>> BEGIN MATERIAL SUPPLIED

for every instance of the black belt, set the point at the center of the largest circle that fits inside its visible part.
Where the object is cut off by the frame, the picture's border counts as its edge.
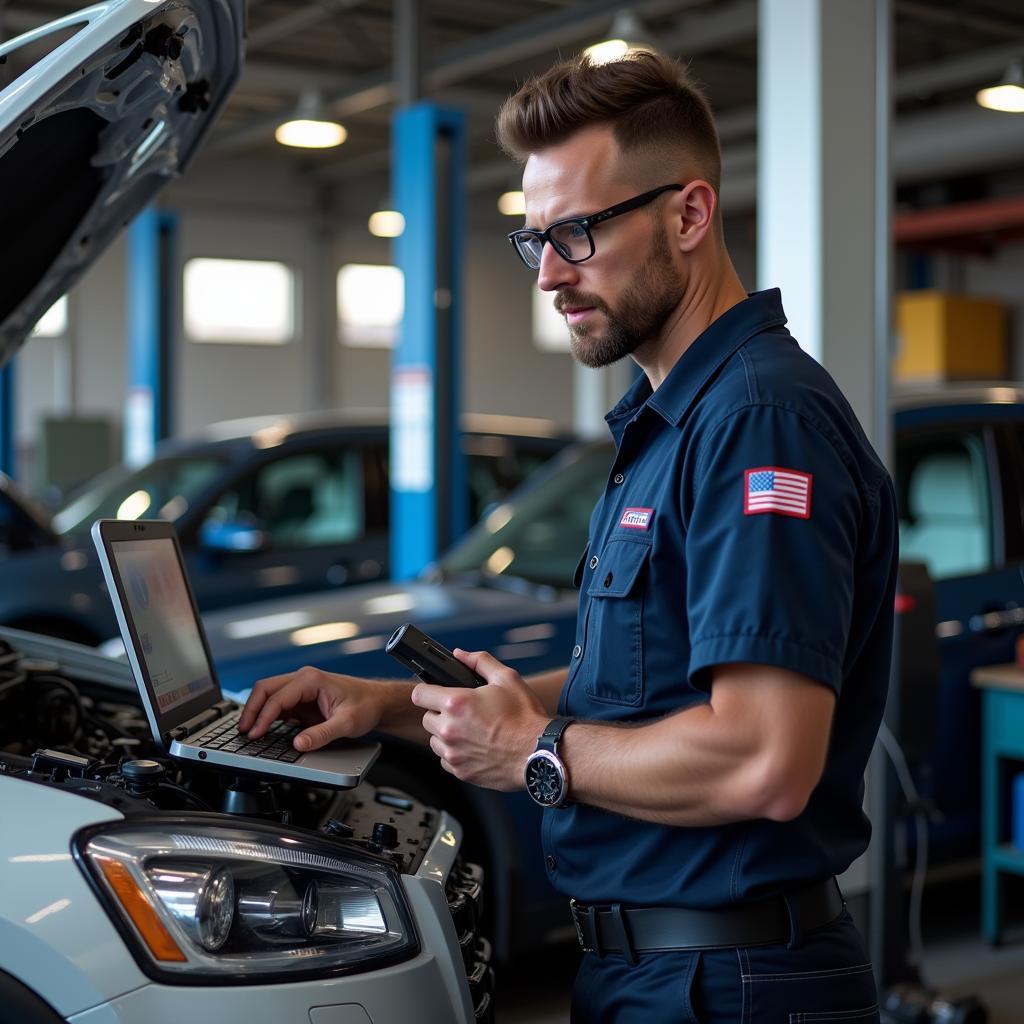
(615, 929)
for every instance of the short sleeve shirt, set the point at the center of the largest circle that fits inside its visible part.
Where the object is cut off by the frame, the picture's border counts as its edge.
(745, 519)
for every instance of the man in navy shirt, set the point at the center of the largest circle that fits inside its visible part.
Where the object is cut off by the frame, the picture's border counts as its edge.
(701, 758)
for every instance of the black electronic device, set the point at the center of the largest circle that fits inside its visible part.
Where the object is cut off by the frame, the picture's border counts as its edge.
(432, 662)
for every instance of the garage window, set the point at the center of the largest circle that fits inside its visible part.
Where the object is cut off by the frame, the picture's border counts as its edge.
(371, 303)
(945, 513)
(53, 324)
(239, 300)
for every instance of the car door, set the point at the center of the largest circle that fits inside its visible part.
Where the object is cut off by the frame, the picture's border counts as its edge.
(960, 514)
(310, 506)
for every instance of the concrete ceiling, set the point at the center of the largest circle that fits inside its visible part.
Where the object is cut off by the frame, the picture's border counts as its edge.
(474, 53)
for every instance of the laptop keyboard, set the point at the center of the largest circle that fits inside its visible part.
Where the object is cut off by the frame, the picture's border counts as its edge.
(275, 745)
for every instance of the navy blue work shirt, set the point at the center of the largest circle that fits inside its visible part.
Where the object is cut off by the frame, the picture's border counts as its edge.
(747, 518)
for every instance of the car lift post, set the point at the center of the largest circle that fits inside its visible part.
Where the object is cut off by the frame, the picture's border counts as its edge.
(7, 425)
(151, 293)
(429, 506)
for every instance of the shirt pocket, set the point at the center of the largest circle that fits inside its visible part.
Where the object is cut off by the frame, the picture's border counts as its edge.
(615, 647)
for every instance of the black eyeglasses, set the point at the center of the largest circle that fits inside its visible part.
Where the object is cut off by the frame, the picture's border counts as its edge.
(571, 239)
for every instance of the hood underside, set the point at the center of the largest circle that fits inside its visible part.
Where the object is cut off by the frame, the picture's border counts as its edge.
(93, 130)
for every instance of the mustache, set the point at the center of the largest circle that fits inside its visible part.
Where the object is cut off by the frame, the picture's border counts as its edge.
(577, 300)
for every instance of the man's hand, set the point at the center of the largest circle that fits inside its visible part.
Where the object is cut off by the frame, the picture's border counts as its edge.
(340, 706)
(483, 735)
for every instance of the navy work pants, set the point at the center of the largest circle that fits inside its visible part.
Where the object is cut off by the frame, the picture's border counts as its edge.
(826, 978)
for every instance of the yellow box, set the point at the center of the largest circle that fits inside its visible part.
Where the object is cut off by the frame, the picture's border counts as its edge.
(949, 337)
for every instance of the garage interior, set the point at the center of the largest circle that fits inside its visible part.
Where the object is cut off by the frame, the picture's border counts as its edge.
(860, 174)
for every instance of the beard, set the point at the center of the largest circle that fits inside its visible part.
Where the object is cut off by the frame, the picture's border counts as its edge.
(640, 314)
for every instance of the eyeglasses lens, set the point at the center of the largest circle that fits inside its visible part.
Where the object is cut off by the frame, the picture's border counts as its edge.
(572, 241)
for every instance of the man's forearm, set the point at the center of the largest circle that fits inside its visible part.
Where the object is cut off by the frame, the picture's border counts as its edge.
(756, 750)
(400, 717)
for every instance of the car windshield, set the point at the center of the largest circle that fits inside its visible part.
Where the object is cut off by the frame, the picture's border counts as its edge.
(162, 489)
(541, 536)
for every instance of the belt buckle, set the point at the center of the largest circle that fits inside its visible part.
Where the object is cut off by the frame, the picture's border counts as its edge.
(589, 933)
(585, 919)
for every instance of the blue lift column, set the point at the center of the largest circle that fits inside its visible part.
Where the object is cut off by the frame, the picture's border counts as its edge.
(7, 423)
(151, 290)
(429, 493)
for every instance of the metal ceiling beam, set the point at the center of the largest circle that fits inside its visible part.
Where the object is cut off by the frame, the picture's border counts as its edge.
(296, 22)
(489, 50)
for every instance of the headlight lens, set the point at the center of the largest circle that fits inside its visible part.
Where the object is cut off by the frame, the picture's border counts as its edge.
(200, 900)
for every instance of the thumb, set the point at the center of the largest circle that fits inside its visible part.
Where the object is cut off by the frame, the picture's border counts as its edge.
(488, 667)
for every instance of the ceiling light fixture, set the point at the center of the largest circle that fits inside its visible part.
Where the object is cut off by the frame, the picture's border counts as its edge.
(1009, 94)
(628, 34)
(310, 128)
(512, 203)
(386, 223)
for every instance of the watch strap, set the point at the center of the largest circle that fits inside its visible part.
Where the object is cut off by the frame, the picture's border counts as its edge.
(548, 740)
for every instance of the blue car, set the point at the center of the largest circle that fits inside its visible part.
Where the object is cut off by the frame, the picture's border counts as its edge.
(264, 508)
(507, 588)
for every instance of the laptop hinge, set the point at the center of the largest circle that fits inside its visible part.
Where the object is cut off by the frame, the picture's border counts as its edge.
(194, 724)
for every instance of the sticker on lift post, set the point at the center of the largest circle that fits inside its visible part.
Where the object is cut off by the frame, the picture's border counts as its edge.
(412, 429)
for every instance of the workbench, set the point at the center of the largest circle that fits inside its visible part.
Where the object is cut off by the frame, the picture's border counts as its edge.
(1001, 743)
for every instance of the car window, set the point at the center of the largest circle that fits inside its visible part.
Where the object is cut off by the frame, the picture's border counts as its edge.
(494, 477)
(162, 489)
(301, 501)
(541, 536)
(943, 487)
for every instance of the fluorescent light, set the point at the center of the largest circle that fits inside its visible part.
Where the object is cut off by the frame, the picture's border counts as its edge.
(512, 204)
(1008, 96)
(324, 633)
(134, 505)
(628, 34)
(386, 223)
(312, 127)
(306, 133)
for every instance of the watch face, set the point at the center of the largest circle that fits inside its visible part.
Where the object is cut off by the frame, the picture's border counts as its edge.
(546, 778)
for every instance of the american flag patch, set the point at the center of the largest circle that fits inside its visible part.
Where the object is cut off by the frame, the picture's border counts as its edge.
(636, 518)
(769, 488)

>> END MATERIAL SUPPLIED

■ PROBLEM TO WORK ON
Transcribe the records above exactly, but only from the line that contains "for every instance of the car window, set" through their final line, inclusive.

■ SOLVED PROBLEM
for every instance of the car window, set the point at the center of the largest circle that fits inside its visible part.
Where the object is cut off by the frame, the picture's border counts as its edge.
(494, 477)
(162, 489)
(301, 501)
(541, 536)
(943, 487)
for every instance of the fluorescent light, set the point at the center of the largest circle that fits inside its visible part.
Where the object is cut off by the frame, the picture's border counts as its edge.
(512, 204)
(1008, 96)
(324, 633)
(134, 505)
(628, 34)
(386, 223)
(312, 127)
(306, 133)
for every instance of the watch face, set the point at the center of the largest circle that fits inside its visible part.
Where the object is cut off by the frame, the picture's border counts as its edge.
(546, 778)
for every instance of the american flag patch, set the point at the center of the largest circle that fits inside its visible part.
Where the object is cut off by the frame, the picture's border counts as its edge.
(636, 518)
(769, 488)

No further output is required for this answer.